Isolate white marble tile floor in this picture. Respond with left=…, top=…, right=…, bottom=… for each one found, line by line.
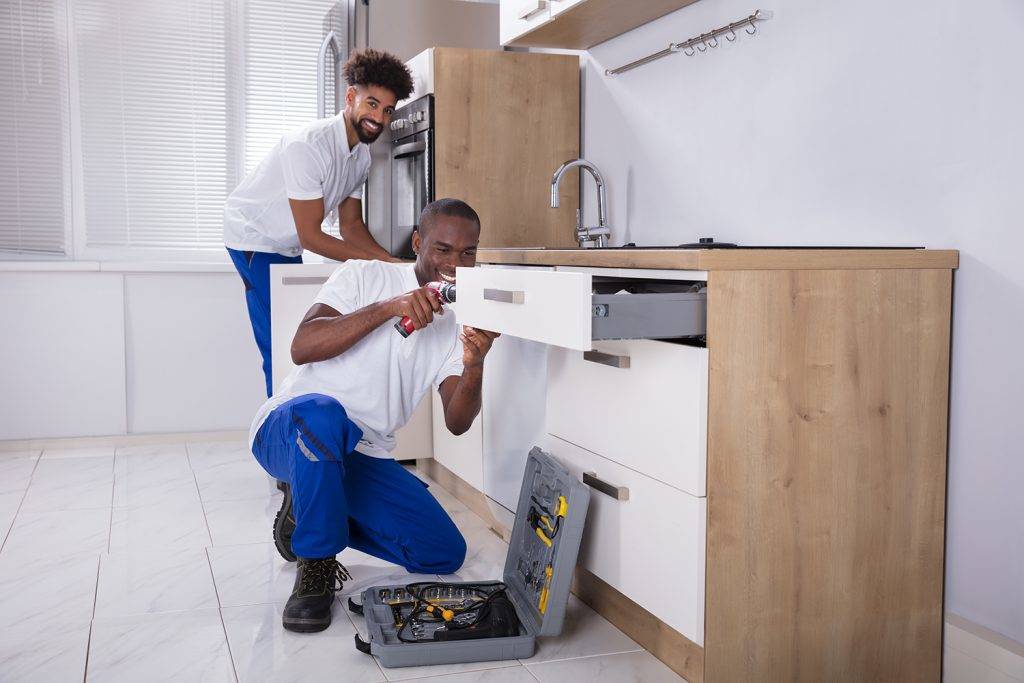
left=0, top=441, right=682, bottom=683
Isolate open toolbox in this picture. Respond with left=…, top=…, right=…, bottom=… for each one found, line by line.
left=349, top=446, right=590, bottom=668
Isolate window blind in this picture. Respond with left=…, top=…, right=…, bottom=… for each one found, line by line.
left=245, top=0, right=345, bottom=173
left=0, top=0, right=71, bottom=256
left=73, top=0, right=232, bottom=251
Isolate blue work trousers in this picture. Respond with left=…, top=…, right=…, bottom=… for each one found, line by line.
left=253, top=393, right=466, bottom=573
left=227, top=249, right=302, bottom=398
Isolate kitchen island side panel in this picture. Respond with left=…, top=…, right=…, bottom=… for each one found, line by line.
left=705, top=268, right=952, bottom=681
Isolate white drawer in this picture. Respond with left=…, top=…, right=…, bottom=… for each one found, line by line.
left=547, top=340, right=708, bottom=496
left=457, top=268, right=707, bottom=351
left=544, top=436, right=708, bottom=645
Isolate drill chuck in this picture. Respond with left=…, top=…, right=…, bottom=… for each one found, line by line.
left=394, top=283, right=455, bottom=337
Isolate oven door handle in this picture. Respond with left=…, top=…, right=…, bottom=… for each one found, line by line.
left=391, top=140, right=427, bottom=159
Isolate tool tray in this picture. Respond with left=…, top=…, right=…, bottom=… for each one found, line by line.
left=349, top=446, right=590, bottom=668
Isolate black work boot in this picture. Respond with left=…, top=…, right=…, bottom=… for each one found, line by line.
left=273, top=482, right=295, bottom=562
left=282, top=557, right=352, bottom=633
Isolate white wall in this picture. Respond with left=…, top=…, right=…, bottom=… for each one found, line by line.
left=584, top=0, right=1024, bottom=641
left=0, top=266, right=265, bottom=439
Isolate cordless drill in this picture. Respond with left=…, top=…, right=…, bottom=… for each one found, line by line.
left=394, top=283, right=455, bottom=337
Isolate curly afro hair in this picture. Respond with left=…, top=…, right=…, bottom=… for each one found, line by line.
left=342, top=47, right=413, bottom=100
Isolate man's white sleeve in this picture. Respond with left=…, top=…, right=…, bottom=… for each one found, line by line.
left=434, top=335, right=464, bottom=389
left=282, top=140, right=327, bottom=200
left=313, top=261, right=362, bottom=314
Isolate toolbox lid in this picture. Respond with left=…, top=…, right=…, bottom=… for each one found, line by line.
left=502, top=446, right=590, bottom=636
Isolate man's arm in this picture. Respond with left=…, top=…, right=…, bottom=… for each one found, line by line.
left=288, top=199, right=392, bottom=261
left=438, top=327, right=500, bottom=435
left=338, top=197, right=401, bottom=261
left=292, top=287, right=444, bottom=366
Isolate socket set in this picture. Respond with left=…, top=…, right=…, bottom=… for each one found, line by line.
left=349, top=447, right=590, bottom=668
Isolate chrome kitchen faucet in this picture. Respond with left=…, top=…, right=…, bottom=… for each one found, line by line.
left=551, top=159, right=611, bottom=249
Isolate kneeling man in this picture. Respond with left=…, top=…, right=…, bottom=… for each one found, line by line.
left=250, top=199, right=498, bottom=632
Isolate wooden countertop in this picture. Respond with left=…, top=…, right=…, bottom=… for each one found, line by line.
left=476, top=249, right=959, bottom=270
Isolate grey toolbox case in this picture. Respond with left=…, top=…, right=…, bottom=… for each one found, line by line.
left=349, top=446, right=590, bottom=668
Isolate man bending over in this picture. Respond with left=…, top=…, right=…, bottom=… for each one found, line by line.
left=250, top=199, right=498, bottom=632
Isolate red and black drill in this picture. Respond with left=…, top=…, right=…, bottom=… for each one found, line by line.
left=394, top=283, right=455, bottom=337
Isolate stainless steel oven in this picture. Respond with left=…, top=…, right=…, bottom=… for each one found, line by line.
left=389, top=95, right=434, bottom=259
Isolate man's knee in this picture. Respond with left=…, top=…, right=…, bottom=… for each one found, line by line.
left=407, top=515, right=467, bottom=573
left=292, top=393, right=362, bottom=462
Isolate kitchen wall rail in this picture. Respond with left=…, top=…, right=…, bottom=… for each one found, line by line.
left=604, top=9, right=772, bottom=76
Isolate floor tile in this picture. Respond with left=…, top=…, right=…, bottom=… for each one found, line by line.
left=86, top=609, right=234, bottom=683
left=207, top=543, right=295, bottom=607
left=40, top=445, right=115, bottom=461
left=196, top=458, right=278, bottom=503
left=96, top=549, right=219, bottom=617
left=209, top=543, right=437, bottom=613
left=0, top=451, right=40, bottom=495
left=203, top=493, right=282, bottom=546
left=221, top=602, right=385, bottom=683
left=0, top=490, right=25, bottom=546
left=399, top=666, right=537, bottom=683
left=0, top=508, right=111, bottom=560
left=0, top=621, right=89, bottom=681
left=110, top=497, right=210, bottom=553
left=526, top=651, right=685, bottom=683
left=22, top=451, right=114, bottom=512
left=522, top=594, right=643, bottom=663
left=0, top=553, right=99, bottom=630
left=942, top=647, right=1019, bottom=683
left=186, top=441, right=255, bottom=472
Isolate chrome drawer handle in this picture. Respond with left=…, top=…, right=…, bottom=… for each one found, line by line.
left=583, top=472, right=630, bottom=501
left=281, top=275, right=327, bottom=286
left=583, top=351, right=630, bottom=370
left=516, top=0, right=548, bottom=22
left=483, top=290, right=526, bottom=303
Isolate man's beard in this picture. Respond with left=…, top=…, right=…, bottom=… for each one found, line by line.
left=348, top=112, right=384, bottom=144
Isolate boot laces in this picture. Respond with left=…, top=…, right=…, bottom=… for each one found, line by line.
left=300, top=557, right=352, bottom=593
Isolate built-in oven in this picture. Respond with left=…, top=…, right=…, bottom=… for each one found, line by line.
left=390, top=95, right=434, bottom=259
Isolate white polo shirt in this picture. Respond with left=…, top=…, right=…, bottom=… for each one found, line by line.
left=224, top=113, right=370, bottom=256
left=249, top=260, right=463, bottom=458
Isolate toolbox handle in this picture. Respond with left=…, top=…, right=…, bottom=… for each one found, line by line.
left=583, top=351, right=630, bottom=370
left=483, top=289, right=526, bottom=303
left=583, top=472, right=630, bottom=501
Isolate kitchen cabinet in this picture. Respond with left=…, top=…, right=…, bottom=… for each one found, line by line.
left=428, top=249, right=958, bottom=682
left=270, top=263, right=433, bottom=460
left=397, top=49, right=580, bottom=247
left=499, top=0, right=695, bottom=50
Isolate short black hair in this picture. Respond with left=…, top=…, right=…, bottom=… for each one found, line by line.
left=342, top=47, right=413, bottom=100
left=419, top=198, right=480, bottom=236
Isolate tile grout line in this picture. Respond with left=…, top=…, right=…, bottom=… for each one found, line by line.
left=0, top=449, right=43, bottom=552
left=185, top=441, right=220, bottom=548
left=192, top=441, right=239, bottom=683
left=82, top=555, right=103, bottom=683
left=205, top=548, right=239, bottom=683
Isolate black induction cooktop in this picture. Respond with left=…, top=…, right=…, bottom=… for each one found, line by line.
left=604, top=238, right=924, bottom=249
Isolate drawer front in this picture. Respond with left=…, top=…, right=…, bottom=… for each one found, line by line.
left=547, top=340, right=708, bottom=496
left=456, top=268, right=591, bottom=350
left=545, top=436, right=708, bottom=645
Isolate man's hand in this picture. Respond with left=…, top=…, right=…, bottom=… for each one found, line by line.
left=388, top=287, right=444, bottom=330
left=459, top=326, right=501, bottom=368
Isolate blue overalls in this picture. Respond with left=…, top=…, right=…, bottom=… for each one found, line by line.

···

- **Stated task**:
Please copy out the rows above, from the first one through the line containing "left=705, top=268, right=952, bottom=681", with requests included, and shift every bounding-box coordinate in the answers by -86. Omit the pictures.

- **Completed task**:
Isolate white marble tile floor in this picture. Respond with left=…, top=…, right=…, bottom=… for each one found, line by line.
left=-86, top=355, right=596, bottom=597
Isolate open toolbox in this picture. Respond with left=…, top=…, right=…, bottom=… for each one found, line by line.
left=263, top=360, right=504, bottom=582
Isolate window blind in this picture. Respond with left=…, top=…, right=…, bottom=… for each one found, line by line.
left=159, top=-86, right=259, bottom=87
left=-86, top=-86, right=-15, bottom=170
left=-13, top=-86, right=146, bottom=165
Isolate blue work trousers in this picture. Respond with left=…, top=…, right=…, bottom=… for each one found, line by line.
left=167, top=307, right=380, bottom=487
left=141, top=163, right=216, bottom=312
Isolate kitchen island side panel in this picture. Respond with left=…, top=…, right=…, bottom=… for each one found, line by line.
left=619, top=182, right=866, bottom=595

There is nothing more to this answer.